THE DATA>
**********
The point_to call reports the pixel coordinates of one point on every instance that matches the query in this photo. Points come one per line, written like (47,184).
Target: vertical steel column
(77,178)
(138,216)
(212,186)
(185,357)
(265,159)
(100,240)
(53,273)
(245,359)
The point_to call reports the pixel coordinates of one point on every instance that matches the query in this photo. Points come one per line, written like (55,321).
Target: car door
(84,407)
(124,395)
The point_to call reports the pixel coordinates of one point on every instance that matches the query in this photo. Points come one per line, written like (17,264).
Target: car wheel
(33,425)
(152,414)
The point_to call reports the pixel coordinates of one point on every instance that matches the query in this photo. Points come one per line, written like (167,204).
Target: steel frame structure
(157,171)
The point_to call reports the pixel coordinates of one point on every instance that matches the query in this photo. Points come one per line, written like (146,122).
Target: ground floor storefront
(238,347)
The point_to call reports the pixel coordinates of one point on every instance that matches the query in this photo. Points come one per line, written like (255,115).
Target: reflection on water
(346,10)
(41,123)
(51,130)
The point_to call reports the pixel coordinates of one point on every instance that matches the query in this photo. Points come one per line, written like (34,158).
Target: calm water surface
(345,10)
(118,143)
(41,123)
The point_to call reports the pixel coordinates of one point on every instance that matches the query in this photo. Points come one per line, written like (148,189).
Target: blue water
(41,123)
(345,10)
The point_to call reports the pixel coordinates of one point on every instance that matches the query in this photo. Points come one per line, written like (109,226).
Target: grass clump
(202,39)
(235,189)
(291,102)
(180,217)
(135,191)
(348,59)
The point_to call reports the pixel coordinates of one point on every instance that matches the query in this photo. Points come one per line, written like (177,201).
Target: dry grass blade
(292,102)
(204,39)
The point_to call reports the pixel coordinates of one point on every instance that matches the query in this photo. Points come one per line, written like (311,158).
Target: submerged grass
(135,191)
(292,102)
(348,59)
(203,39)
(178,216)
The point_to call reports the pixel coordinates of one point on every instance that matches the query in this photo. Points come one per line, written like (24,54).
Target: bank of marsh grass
**********
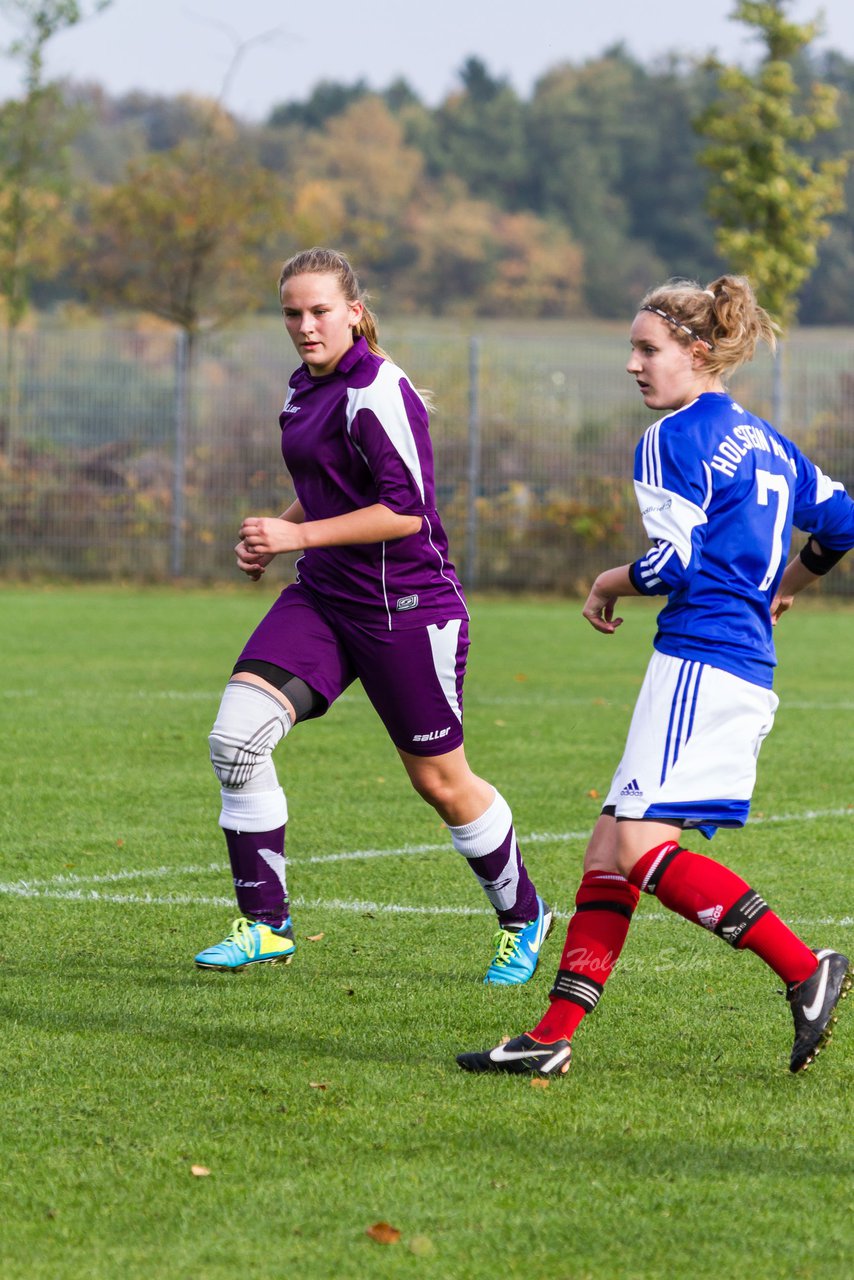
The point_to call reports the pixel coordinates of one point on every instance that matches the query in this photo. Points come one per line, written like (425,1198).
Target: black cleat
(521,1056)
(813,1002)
**********
TASK PROMPT>
Gather every line in the entries that contains the word "steel", with case counting.

RIGHT ANSWER>
Target: vertical steel column
Target: steel frame structure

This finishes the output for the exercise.